(Beginning of PROVIDED PASSAGE)

Name: Shari Aizenman
City you live in: Decatur
Number of children you have:
One, that I know of.
How long have you worked as a labor Doula?
What drew you to the labor doula work?
Prenatal massage clients were asking me to go into the delivery room with them, and I said, “Yes!” Back then, there was no one offering of support of any kind, there were lots of drugs being used to sedate mamas and dads were not routinely in the birthing room. It was a very sterile environment.
What do you remember about the birth of each of your children?
I was gifted my child through marriage, but I did birth my marriage…
Every profession includes “techniques” people use on the job. Describe some of the different “techniques” you use in your work.
As a massage therapist and hypnotist, I have a huge bag of tips, tricks and tonics that I bring into the birthing space. Each mama and each family needs something different, so I suppose I bring creativity and a unique sense of confidence and calm into a birth.
Describe one of the most joyful experiences you can recall in your work as a labor doula.
I will never forget women who have come to believe, either through internal voices or by some external voice that they cannot do it–then birth their baby and the look of shock and awe when they realize that YES! I DID IT! I AM NOT BROKEN! I AM CAPABLE! My heart just melts!
In most careers, people experience “on the job training” that changes their idea of what it is they do, or creates a perspective shift they would otherwise not have experienced. Describe a time when your work changed your experience on your life or your work as a labor doula.
Assisting an 18 year old through a successful VBAC renewed my faith in women to achieve their highest dreams!
As a labor doula what does it mean to “mother the mother”?
Honoring that each woman comes into her birth with her entire history, ancestry, cumulative life experiences and respecting that space where she pulls on the energies from all of that is how I mother the mother…when she shares this information in her prenatal appointments, I use this information as a guide to hold sacred space for her.
If a woman cannot afford to hire a labor doula, what would be your advice to her and her family as she prepares for her birth?

(End of PROVIDED PASSAGE)
(Beginning of DATA EXCERPTS)

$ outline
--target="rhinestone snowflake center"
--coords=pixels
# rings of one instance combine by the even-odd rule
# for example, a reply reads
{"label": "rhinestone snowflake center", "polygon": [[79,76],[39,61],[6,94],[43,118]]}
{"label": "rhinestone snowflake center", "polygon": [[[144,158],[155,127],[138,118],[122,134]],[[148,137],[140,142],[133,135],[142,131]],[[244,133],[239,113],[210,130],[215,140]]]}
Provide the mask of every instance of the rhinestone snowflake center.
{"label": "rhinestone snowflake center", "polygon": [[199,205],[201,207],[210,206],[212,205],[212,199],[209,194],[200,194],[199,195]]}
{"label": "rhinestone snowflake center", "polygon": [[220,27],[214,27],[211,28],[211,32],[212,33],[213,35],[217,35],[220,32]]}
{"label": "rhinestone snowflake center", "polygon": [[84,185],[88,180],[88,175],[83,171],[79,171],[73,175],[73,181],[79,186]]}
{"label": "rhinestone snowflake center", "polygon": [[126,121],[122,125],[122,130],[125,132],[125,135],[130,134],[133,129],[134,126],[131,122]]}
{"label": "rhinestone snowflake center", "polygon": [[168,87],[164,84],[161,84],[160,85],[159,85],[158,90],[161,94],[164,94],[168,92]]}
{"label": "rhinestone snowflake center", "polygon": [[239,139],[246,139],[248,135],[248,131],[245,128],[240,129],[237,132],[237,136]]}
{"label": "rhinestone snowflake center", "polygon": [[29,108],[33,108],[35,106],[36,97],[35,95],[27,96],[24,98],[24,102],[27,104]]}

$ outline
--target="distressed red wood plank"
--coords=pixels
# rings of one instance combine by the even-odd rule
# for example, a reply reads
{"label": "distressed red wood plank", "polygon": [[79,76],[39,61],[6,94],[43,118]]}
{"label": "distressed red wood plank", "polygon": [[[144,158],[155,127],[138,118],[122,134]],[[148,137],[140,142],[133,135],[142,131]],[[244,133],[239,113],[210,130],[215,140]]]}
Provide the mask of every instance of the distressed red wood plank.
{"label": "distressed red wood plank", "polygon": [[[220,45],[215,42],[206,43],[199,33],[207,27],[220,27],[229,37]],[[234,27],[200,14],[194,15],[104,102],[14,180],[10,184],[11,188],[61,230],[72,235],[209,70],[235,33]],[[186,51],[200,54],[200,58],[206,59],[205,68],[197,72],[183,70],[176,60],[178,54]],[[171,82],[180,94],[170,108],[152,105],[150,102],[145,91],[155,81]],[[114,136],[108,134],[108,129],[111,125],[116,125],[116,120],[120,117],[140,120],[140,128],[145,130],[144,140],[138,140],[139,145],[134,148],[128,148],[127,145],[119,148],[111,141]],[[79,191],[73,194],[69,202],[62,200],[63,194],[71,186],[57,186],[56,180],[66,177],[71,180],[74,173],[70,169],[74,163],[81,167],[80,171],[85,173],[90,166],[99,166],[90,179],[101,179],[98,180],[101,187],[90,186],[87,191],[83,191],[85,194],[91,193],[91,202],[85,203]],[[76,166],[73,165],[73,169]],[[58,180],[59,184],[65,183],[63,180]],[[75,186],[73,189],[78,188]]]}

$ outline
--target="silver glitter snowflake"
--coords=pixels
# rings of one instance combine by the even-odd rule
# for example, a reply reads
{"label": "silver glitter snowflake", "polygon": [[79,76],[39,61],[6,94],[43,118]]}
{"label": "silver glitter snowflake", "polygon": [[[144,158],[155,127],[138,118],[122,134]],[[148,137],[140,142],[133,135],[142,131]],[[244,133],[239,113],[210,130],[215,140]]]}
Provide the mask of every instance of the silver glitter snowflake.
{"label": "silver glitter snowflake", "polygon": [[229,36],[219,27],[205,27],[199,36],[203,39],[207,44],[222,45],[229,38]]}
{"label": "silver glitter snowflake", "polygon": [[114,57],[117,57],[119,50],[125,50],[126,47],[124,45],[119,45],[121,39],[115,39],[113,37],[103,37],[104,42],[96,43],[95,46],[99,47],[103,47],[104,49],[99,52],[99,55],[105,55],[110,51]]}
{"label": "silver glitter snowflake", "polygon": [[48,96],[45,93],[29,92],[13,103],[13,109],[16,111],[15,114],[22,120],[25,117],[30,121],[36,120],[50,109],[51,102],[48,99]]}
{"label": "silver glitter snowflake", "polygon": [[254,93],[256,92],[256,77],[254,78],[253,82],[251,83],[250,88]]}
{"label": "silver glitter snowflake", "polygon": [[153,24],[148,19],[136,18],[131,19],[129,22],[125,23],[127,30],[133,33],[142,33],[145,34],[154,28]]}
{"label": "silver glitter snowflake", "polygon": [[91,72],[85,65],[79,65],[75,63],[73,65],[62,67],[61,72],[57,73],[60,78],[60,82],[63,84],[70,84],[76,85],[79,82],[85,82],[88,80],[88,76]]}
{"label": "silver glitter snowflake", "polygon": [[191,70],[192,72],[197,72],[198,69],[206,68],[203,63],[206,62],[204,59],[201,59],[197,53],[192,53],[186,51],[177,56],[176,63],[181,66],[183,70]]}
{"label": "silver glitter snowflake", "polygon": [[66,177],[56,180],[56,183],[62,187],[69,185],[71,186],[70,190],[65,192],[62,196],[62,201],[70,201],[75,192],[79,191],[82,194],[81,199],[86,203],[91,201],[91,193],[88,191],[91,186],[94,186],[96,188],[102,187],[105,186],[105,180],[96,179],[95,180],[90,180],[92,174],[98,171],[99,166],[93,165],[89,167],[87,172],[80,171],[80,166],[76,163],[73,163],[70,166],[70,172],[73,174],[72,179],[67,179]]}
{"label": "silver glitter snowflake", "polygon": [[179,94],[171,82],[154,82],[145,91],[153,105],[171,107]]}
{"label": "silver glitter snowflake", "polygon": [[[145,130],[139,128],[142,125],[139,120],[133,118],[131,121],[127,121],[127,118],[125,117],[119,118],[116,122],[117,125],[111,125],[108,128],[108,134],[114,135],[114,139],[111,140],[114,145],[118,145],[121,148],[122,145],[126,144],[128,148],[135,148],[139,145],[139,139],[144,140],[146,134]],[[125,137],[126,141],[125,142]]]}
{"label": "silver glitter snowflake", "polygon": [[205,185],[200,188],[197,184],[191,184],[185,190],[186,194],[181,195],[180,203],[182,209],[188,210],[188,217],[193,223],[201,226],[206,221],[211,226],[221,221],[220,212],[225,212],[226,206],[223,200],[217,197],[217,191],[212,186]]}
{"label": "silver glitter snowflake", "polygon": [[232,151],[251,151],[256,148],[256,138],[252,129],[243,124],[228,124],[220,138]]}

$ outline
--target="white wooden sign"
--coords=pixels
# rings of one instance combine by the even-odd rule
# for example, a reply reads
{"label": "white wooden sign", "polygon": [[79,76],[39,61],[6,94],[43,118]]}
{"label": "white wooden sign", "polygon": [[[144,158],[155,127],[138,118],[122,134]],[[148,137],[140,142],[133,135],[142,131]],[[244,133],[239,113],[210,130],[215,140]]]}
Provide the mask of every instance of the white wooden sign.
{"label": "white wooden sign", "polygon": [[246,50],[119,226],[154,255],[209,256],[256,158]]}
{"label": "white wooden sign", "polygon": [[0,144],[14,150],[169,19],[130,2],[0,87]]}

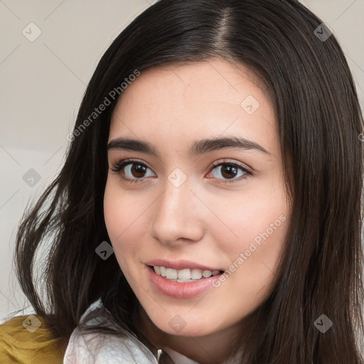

(End of DATA EXCERPTS)

* [YOUR TASKS]:
A - Quote the doula interview word for word, starting at "How long have" and stopping after "into a birth.".
B - Write what comes next in the interview with the labor doula, picking up after its final line.

* [WRITTEN RESPONSES]:
A -
How long have you worked as a labor Doula?
What drew you to the labor doula work?
Prenatal massage clients were asking me to go into the delivery room with them, and I said, “Yes!” Back then, there was no one offering of support of any kind, there were lots of drugs being used to sedate mamas and dads were not routinely in the birthing room. It was a very sterile environment.
What do you remember about the birth of each of your children?
I was gifted my child through marriage, but I did birth my marriage…
Every profession includes “techniques” people use on the job. Describe some of the different “techniques” you use in your work.
As a massage therapist and hypnotist, I have a huge bag of tips, tricks and tonics that I bring into the birthing space. Each mama and each family needs something different, so I suppose I bring creativity and a unique sense of confidence and calm into a birth.

B -
Find a pro bono doula. If family and friends are available to support you, I suggest having them read The Birth Partner by Penny Simkin.
Tell one thing you think makes you uniquely qualified for the work of a labor doula.
I have been called to this work as a natural progression in my service to humanity! I don’t have a panic button, rather getting calm when things get crazy for everyone else.
Is there one thing you think every mother should do during her pregnancy to prepare her for labor?
Float in a warm pool. Understand the physiology of birth and read stories of how cavewomen, how jungle dwellers birthed their babies. Know that you are capable and deserving of your empowered birth.
What is the longest birth you have attended?
What is the time you remember being most surprised during a birth?
A girl came out when everyone was expecting a boy!
Describe the setting of the most unusual, unique, calming, or other unlisted quality of a birth you attended. How did the mother and her support team create this unique environment?
Mama envisioned everyone attending her birth being dressed in white. She made an altar, head pieces and a necklace for everyone attending. She sang and played the harp while in her birthing time. It was beautiful.
If you could tell a mother one thing to meditate on as she prepares for her birth what would it be?
I am a creature of pure love, deserving of peace and calm. I trust an inner guide and trust that myself and my baby are synchronized in this guidance. The word of the day is “open”.